SHORT TASK A: Update the Squeak thread below, starting at "Which wouldn't be" and ending at "environmental leading char).", with "scanner" replaced by "parser".

SOURCE PASSAGE:
****************

2008/9/28, Andreas Raab andreas.raab@gmx.de:
Yoshiki Ohshima wrote:
For that kind of web applications and servers that deals with stuff outside of Squeak, it doesn't serve a good purpose, because editting, displaying etc. are out of scope. Needless to say, the original idea was to make Squeak to be the dynamic, interactive, multilingualized, environment so there is mismatch. Web applications etc. historically comes after the goal.
Which wouldn't be a problem if the code was able to handle the data properly. Unfortunately, the effects of an "invalid" leading char are very, very strange (everything from crashing the scanner to raising weird errors in comparisons, character access etc). As it stands, an application that uses non-Latin characters off the web is best off by keeping everything in UTF-8.
BTW, one way to deal with this properly is by providing a leading char upon input conversion (i.e., utf8ToSqueak would then insert the proper leading chars for each character). As a matter of fact, I think this is what Unicode class>>value: should do (instead of substituting the environmental leading char).
If you need to retain these extra information, sending the strings without going through UTF-8 conversion makes more sense.
Or provide it via additional attributes. I still think that language information would best be modeled by a text attribute - in which case we have a plain Unicode implementation for strings as well as the ability to provide the disambiguation in text where required.
Cheers,
- Andreas

****************

(Pointing dataset excerpts)

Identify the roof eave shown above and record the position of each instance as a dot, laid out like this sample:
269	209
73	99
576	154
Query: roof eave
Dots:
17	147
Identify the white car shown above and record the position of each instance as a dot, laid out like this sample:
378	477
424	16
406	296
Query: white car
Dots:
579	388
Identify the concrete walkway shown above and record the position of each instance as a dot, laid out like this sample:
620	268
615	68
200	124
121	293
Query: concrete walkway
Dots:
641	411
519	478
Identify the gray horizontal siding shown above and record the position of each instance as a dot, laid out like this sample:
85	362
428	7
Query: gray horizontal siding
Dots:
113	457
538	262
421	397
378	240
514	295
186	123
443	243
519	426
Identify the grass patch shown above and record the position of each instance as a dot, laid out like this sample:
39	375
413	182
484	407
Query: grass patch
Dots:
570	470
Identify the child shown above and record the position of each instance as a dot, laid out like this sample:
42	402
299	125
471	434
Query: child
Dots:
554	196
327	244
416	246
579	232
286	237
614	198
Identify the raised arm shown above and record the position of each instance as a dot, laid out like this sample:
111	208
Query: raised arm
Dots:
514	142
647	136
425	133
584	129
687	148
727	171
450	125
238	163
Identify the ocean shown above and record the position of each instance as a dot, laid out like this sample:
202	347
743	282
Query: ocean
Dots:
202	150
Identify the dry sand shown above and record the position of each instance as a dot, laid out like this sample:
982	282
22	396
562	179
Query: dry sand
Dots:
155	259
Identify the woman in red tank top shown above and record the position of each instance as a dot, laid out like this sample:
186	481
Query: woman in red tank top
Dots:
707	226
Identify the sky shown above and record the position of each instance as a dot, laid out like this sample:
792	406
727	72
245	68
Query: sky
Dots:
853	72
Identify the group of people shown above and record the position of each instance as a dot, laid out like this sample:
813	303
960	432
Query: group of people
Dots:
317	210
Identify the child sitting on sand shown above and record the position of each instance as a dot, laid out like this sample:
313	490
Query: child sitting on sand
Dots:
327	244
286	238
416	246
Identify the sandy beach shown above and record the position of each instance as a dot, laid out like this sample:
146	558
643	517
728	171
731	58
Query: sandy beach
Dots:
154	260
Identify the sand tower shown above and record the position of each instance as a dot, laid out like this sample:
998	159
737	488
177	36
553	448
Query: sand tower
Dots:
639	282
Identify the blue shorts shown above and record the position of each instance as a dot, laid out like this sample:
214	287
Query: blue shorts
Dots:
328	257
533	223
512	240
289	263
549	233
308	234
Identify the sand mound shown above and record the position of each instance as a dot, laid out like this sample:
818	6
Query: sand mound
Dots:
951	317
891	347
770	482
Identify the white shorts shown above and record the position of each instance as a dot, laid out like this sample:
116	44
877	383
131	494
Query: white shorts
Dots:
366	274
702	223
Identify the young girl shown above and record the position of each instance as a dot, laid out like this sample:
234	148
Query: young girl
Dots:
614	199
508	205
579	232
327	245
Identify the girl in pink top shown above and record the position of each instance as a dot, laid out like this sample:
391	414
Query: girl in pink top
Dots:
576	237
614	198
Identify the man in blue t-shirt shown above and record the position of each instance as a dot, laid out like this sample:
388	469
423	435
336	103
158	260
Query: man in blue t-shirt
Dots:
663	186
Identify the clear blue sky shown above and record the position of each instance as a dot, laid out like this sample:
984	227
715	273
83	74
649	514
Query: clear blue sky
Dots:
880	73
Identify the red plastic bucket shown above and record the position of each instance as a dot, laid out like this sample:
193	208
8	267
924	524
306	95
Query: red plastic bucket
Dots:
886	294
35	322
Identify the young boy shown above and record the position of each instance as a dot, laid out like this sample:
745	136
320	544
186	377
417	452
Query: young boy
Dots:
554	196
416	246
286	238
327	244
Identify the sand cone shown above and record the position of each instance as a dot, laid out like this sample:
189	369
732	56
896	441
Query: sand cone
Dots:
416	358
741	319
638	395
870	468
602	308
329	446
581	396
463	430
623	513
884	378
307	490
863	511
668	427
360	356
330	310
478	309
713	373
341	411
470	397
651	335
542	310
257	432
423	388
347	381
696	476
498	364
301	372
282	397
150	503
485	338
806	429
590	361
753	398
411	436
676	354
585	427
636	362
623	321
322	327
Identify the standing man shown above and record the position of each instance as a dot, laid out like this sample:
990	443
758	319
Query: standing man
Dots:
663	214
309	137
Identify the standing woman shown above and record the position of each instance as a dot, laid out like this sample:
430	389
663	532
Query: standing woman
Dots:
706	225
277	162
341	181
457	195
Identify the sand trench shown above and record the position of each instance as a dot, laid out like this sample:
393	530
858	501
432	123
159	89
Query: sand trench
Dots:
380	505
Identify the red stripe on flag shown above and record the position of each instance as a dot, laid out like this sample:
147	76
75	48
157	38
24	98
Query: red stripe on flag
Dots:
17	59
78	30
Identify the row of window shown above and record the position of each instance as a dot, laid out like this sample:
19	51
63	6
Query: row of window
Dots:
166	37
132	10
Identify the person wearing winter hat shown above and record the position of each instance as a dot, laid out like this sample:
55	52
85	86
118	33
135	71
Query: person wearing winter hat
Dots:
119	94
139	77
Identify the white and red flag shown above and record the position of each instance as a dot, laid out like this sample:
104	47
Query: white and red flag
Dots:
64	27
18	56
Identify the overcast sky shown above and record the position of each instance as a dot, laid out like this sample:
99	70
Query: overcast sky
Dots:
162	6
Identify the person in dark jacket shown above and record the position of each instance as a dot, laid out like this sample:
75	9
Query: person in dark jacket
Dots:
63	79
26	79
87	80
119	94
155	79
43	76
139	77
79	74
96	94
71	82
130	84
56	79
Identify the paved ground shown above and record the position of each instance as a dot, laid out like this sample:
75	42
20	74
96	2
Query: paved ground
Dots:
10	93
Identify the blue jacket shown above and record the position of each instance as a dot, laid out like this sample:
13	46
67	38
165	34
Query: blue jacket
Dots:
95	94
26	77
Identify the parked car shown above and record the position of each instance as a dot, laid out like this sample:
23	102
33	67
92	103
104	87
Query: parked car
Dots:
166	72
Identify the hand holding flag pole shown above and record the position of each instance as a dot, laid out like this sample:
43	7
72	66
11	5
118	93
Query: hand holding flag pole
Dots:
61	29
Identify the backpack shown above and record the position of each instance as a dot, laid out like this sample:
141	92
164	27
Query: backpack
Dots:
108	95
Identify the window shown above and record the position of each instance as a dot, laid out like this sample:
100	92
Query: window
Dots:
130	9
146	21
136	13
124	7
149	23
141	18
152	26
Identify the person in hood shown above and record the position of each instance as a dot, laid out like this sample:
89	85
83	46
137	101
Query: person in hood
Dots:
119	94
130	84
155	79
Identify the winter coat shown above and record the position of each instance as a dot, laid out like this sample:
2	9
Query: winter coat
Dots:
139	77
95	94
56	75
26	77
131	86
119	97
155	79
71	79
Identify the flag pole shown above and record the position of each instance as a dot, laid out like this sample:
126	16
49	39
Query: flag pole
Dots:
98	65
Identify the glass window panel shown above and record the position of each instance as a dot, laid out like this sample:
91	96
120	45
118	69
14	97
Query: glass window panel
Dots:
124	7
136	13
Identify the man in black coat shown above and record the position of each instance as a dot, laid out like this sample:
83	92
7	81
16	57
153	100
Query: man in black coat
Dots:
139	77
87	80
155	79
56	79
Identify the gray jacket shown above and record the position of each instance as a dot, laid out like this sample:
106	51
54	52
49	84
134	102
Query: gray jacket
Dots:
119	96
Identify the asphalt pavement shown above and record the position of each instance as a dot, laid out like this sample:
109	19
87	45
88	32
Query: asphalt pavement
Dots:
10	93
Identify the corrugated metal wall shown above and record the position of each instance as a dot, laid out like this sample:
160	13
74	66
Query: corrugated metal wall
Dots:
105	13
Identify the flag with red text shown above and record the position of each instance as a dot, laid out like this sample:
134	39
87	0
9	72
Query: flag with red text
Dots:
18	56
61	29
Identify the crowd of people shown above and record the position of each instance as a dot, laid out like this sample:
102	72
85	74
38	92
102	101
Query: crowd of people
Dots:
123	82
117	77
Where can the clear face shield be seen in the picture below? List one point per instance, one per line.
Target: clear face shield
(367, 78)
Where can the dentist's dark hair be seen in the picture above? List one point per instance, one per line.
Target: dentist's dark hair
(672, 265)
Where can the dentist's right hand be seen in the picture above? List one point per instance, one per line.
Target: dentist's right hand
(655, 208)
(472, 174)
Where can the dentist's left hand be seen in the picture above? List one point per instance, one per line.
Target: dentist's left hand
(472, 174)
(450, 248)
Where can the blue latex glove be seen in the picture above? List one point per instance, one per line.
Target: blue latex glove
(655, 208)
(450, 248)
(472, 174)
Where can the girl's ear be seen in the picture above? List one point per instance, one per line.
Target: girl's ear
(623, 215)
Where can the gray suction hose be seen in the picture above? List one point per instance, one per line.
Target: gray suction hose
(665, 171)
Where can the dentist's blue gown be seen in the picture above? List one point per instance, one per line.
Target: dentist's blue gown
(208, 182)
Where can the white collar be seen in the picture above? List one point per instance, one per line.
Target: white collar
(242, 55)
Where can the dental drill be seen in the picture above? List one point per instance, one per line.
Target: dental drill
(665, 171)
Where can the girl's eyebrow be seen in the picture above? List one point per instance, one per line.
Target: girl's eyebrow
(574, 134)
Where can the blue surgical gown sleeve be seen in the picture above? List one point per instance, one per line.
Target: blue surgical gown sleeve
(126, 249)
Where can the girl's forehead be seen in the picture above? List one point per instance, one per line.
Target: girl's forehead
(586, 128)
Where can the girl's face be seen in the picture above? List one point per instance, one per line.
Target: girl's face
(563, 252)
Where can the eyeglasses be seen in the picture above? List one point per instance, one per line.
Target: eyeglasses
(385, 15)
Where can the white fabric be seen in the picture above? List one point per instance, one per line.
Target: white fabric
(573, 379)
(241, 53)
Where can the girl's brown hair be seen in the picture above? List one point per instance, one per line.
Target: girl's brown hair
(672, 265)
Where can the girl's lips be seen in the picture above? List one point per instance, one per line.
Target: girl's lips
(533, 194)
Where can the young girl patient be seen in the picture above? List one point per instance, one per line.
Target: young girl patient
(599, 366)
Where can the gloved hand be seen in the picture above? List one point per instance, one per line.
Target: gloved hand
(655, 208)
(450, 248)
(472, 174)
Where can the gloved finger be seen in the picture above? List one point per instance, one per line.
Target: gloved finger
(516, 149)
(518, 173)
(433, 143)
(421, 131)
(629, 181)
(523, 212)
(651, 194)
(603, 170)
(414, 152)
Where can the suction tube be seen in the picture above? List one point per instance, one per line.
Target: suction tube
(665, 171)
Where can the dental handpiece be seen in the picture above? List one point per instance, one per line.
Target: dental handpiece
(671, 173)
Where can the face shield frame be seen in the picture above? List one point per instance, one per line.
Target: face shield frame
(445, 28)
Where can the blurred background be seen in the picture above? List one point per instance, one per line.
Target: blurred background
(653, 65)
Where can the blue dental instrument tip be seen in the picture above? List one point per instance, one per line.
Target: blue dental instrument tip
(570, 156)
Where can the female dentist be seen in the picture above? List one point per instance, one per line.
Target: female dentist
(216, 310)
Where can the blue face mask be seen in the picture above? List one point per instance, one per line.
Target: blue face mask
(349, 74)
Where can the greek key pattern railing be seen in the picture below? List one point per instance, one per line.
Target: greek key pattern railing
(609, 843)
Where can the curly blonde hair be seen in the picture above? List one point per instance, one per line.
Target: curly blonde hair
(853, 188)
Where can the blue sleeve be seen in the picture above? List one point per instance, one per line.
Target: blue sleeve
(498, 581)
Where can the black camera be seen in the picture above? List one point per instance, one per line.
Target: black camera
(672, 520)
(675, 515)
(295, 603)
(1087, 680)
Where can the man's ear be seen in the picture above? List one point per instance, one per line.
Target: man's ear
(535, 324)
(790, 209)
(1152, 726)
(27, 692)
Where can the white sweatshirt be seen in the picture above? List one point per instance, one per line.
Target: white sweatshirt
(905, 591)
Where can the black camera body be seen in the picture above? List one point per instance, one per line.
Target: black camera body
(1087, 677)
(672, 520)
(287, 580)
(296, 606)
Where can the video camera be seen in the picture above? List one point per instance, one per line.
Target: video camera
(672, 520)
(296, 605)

****************

SHORT TASK B: State how many lines of the entries contain the string "blonde". Give only the number.

TASK ANSWER A:
Which wouldn't be a problem if the code was able to handle the data properly. Unfortunately, the effects of an "invalid" leading char are very, very strange (everything from crashing the parser to raising weird errors in comparisons, character access etc). As it stands, an application that uses non-Latin characters off the web is best off by keeping everything in UTF-8.
BTW, one way to deal with this properly is by providing a leading char upon input conversion (i.e., utf8ToSqueak would then insert the proper leading chars for each character). As a matter of fact, I think this is what Unicode class>>value: should do (instead of substituting the environmental leading char).

TASK ANSWER B: 2